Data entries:
········

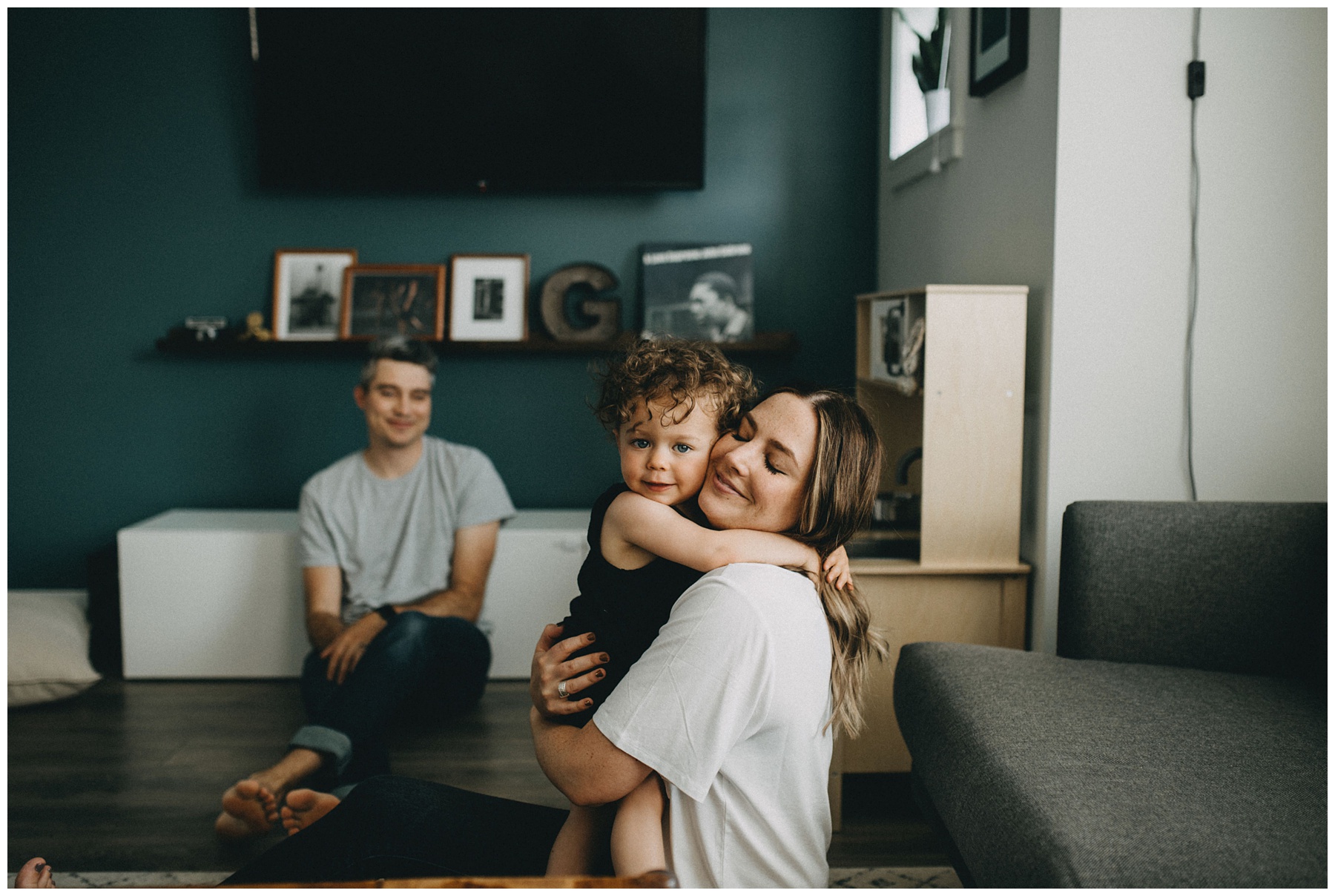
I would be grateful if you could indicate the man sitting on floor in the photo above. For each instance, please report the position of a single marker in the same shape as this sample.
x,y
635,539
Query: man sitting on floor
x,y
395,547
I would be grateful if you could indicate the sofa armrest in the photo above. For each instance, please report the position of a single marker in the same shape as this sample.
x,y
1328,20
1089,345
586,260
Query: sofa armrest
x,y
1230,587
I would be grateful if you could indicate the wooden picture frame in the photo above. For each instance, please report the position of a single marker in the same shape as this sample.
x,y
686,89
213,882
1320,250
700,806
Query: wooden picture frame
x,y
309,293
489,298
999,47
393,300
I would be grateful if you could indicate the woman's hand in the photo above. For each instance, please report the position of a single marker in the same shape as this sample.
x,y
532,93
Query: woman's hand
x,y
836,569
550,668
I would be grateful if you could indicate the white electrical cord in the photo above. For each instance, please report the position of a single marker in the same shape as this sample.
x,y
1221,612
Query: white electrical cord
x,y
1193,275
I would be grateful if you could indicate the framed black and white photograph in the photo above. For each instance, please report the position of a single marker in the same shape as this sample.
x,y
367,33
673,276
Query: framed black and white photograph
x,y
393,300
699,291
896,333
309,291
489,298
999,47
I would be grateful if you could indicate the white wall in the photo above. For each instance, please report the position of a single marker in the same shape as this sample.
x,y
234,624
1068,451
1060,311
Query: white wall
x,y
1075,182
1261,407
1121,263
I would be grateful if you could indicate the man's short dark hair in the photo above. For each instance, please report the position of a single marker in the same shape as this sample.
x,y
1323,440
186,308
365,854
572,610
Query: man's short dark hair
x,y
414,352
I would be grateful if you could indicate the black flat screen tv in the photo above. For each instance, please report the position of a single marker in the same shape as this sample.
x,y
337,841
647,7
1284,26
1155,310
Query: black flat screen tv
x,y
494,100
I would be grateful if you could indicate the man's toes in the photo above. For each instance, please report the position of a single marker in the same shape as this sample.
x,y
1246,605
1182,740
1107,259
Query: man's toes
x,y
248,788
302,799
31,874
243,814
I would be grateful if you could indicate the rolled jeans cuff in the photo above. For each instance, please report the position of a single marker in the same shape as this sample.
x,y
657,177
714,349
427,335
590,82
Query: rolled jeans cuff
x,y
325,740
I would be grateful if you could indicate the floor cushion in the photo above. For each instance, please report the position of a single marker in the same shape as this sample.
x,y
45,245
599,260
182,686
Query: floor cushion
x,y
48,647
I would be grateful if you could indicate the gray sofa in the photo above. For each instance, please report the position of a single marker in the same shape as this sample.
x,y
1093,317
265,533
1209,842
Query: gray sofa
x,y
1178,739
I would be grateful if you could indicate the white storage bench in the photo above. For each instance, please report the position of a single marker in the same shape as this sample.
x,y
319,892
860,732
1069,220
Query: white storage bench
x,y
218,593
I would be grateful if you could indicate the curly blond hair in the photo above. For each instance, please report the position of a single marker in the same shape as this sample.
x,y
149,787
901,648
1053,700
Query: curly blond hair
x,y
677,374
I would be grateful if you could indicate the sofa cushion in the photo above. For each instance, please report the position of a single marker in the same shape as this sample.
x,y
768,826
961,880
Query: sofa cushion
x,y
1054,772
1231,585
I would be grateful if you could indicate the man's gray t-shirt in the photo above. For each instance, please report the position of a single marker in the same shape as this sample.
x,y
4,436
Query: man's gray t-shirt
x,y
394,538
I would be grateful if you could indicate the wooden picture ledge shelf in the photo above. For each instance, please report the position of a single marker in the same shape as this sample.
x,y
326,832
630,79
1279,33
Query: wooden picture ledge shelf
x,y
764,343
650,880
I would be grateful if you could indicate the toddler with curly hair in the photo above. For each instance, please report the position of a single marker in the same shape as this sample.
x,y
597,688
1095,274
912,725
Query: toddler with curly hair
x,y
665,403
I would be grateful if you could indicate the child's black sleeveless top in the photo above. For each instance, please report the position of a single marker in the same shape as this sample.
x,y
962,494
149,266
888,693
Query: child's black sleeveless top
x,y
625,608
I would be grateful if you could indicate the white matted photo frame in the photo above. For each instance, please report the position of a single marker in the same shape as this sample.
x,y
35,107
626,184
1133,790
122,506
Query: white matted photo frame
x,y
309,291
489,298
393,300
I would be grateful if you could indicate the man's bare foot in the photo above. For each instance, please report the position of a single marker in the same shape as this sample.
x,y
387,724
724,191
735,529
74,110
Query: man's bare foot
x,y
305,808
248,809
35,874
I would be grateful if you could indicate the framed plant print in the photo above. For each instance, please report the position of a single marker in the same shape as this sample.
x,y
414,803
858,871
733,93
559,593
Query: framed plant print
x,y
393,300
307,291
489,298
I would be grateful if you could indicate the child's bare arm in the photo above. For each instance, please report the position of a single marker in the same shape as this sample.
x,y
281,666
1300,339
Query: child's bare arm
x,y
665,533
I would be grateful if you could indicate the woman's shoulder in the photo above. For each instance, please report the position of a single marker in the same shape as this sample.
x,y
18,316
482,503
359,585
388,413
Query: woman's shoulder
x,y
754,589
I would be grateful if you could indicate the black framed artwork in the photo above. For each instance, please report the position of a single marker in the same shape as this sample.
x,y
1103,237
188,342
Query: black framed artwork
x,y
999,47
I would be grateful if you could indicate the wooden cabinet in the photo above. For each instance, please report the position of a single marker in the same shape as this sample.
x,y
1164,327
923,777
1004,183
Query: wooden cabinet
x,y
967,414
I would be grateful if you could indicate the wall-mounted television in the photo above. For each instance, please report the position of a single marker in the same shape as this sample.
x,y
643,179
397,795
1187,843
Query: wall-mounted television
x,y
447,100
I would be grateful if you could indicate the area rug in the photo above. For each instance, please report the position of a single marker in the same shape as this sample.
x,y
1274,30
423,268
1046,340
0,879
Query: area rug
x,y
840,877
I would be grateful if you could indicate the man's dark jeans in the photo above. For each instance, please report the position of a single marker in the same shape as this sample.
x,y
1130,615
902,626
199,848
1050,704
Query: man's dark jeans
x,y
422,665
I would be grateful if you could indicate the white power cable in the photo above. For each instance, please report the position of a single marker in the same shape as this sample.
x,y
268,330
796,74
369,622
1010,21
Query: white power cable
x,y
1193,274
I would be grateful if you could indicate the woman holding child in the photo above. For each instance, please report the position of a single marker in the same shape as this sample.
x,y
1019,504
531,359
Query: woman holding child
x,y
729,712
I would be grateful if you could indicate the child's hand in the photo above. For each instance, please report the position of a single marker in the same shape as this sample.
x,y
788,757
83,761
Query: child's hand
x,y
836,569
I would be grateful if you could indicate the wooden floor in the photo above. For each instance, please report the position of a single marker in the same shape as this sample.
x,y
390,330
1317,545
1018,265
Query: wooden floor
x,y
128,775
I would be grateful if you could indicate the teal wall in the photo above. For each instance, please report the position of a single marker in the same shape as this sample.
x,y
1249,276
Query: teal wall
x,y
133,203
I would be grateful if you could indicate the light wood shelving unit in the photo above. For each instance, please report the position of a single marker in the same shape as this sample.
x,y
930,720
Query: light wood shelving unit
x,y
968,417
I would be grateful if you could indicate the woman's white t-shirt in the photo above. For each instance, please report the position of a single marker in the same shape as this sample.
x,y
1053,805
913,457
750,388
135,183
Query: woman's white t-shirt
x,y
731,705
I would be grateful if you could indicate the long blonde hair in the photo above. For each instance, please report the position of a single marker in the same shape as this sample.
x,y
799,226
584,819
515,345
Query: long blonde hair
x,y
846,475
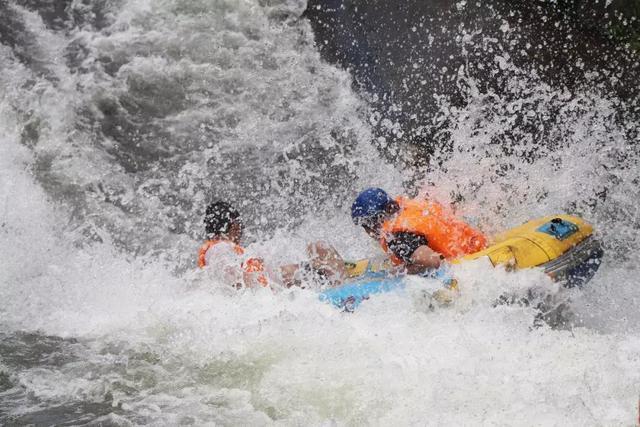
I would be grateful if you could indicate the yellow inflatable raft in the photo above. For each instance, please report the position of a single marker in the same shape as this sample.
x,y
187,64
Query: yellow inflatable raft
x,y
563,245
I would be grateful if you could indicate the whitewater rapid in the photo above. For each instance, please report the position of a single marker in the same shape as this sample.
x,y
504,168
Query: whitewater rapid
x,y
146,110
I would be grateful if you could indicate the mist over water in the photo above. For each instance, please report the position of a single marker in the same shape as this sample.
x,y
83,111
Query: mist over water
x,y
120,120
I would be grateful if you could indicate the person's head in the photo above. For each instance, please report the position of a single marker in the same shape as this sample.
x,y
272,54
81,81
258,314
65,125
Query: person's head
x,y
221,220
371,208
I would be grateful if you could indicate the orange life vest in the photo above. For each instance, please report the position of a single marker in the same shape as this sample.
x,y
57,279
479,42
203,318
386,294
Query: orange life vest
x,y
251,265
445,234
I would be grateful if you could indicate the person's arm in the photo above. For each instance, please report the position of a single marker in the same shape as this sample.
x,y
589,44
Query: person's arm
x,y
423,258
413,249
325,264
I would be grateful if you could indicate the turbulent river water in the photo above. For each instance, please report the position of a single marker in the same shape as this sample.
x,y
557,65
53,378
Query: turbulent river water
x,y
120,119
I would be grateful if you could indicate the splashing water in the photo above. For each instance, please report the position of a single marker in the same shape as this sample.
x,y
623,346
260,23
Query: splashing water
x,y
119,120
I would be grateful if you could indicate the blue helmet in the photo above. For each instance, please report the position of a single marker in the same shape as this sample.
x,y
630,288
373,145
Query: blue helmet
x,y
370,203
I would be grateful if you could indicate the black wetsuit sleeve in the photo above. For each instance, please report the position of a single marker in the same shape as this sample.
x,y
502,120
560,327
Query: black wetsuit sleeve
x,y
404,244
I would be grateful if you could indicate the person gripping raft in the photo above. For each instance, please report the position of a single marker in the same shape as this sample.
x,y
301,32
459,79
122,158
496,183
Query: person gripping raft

········

Extract the lines from the one containing "I would be grateful if you could indicate the person gripping" through the end of the listing, and reproduce each of them unchanged.

ANSWER TO THE TASK:
I would be grateful if you could indicate the person gripping raft in the photo above. For each instance, please report the position of a single marker in the same shape as this sample.
x,y
301,32
459,79
122,158
496,183
Query: person gripping raft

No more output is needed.